Given entries =>

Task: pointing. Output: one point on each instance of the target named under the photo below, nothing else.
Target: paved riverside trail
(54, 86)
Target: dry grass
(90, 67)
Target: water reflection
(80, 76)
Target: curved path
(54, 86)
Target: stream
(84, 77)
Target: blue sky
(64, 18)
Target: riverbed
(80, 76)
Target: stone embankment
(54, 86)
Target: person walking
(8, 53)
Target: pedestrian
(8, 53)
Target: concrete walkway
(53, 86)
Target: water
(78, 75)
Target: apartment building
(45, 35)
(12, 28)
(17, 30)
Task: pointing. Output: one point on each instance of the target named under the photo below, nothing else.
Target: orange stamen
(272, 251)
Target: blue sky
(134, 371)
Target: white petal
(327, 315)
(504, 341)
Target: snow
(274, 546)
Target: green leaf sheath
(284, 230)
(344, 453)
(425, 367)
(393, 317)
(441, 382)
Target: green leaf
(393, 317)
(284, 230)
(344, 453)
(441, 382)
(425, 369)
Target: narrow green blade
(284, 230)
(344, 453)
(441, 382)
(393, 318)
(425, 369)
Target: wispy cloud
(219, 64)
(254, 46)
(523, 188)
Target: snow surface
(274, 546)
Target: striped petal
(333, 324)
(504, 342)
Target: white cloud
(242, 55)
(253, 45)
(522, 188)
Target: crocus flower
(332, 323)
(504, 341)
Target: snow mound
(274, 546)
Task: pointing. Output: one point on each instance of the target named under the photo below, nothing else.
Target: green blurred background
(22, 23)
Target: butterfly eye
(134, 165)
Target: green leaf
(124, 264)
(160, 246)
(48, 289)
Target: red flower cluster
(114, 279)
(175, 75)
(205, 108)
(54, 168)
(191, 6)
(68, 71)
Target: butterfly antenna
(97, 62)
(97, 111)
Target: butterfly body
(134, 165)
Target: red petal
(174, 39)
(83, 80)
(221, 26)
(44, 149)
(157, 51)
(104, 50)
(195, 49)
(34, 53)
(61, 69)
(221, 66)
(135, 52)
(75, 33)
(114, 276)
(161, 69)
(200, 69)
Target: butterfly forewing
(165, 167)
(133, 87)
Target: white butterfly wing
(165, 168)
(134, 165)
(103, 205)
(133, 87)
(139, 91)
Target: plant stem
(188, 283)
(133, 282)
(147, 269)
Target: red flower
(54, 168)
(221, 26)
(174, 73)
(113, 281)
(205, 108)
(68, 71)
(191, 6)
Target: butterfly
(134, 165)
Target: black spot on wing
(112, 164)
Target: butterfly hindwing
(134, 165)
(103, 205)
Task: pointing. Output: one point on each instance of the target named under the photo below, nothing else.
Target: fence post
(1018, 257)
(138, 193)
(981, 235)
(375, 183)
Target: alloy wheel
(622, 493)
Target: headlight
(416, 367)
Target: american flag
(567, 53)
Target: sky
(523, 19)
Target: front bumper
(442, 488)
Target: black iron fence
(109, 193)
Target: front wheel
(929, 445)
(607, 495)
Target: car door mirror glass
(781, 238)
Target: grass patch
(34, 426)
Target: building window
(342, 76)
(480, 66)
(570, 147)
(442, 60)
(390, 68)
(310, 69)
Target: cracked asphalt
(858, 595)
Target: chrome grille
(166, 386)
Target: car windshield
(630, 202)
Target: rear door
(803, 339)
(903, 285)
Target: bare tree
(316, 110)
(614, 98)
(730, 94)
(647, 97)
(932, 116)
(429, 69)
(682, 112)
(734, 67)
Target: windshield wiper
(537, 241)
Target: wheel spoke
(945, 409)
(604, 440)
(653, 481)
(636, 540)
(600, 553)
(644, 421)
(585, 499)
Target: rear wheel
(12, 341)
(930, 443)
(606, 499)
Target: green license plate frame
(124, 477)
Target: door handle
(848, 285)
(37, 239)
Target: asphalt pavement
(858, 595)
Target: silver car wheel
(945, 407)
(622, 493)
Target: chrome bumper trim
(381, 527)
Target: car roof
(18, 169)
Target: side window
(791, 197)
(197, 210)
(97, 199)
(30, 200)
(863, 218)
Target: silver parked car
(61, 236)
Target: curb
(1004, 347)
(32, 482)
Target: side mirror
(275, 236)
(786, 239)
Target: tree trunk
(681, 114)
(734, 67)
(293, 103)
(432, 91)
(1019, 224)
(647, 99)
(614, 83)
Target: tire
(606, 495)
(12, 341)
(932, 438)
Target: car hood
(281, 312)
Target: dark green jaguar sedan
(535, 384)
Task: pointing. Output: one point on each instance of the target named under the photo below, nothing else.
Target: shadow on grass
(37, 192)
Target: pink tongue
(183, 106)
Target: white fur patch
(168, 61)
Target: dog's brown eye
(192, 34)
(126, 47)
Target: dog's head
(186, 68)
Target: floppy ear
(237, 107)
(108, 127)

Task brief => Give back each record above exactly as written.

Task output =>
Task: pointing. Output: one point on each instance of the target named under the photo below, nothing else.
Target: paved riverside trail
(54, 86)
Target: dry grass
(90, 67)
Target: water reflection
(80, 76)
Target: curved path
(54, 86)
Target: stream
(84, 77)
Target: blue sky
(64, 18)
Target: riverbed
(80, 76)
Target: stone embankment
(54, 86)
Target: person walking
(8, 53)
Target: pedestrian
(8, 53)
Target: concrete walkway
(53, 86)
Target: water
(78, 75)
Target: apartment building
(45, 35)
(12, 28)
(17, 30)
Task: pointing. Output: one point on each instance of the target named under the photo below, nothing else.
Target: orange stamen
(272, 251)
Target: blue sky
(134, 371)
Target: white petal
(327, 315)
(504, 341)
Target: snow
(274, 546)
Target: green leaf sheath
(284, 230)
(344, 453)
(425, 367)
(393, 317)
(441, 382)
Target: green leaf
(393, 317)
(284, 230)
(344, 453)
(441, 382)
(425, 369)
Target: narrow green blade
(284, 230)
(344, 453)
(441, 382)
(393, 318)
(425, 369)
Target: wispy cloud
(219, 64)
(254, 46)
(523, 188)
Target: snow surface
(274, 546)
Target: striped petal
(333, 324)
(504, 342)
Target: white cloud
(242, 55)
(253, 45)
(522, 188)
Target: crocus flower
(332, 323)
(504, 341)
Target: snow mound
(274, 546)
Task: pointing. Output: one point on each instance of the target named under the photo below, nothing else.
Target: green blurred background
(22, 23)
Target: butterfly eye
(134, 165)
Target: green leaf
(124, 264)
(160, 246)
(48, 289)
Target: red flower cluster
(114, 279)
(175, 75)
(205, 108)
(54, 168)
(191, 6)
(68, 71)
Target: butterfly antenna
(97, 62)
(97, 111)
Target: butterfly body
(134, 165)
Target: red petal
(174, 39)
(83, 80)
(221, 26)
(44, 149)
(157, 51)
(104, 50)
(195, 49)
(34, 53)
(61, 69)
(221, 66)
(135, 52)
(75, 33)
(114, 276)
(161, 69)
(200, 69)
Target: butterfly forewing
(165, 167)
(133, 87)
Target: white butterfly wing
(165, 168)
(134, 165)
(103, 205)
(133, 87)
(139, 91)
Target: plant stem
(188, 283)
(133, 282)
(147, 269)
Target: red flower
(54, 168)
(221, 26)
(174, 73)
(113, 281)
(205, 108)
(68, 71)
(191, 6)
Target: butterfly
(134, 165)
Target: black spot on wing
(112, 164)
Target: butterfly hindwing
(134, 165)
(103, 205)
Task: pointing. Output: one point on each instance of the target named under the photo below, nothing else.
Target: fence post
(1018, 257)
(138, 193)
(981, 235)
(375, 183)
Target: alloy wheel
(622, 493)
Target: headlight
(416, 367)
Target: american flag
(567, 53)
Target: sky
(523, 19)
Target: front bumper
(442, 488)
Target: black iron fence
(109, 193)
Target: front wheel
(929, 445)
(607, 495)
Target: car door mirror glass
(781, 238)
Target: grass patch
(34, 426)
Target: building window
(342, 76)
(480, 66)
(570, 147)
(442, 60)
(390, 68)
(310, 69)
Target: cracked asphalt
(858, 595)
Target: chrome grille
(166, 386)
Target: car windshield
(630, 202)
Target: rear door
(803, 339)
(903, 285)
Target: bare tree
(316, 110)
(614, 98)
(730, 94)
(647, 97)
(932, 116)
(429, 69)
(682, 112)
(734, 67)
Target: windshield wiper
(537, 241)
Target: wheel spoke
(945, 409)
(604, 440)
(653, 481)
(636, 540)
(600, 553)
(644, 421)
(585, 499)
Target: rear wheel
(12, 341)
(930, 443)
(606, 499)
Target: green license plate frame
(124, 477)
Target: door handle
(848, 285)
(37, 239)
Target: asphalt pavement
(858, 595)
Target: silver car wheel
(945, 407)
(622, 493)
Target: chrome bumper trim
(381, 527)
Target: car roof
(18, 169)
Target: side window
(791, 197)
(197, 210)
(97, 199)
(30, 200)
(863, 218)
Target: silver parked car
(61, 236)
Target: curb
(1004, 347)
(32, 482)
Target: side mirror
(275, 236)
(786, 239)
Target: tree trunk
(681, 114)
(734, 67)
(293, 103)
(432, 91)
(1019, 224)
(647, 99)
(614, 83)
Target: tire
(606, 495)
(12, 341)
(932, 438)
Target: car hood
(281, 312)
Target: dark green jaguar sedan
(535, 384)
Task: pointing. Output: one point on each instance of the target named under the photo below, nothing else.
Target: shadow on grass
(37, 192)
Target: pink tongue
(183, 106)
Target: white fur patch
(168, 61)
Target: dog's brown eye
(192, 34)
(126, 47)
Target: dog's head
(186, 68)
Target: floppy ear
(237, 107)
(108, 127)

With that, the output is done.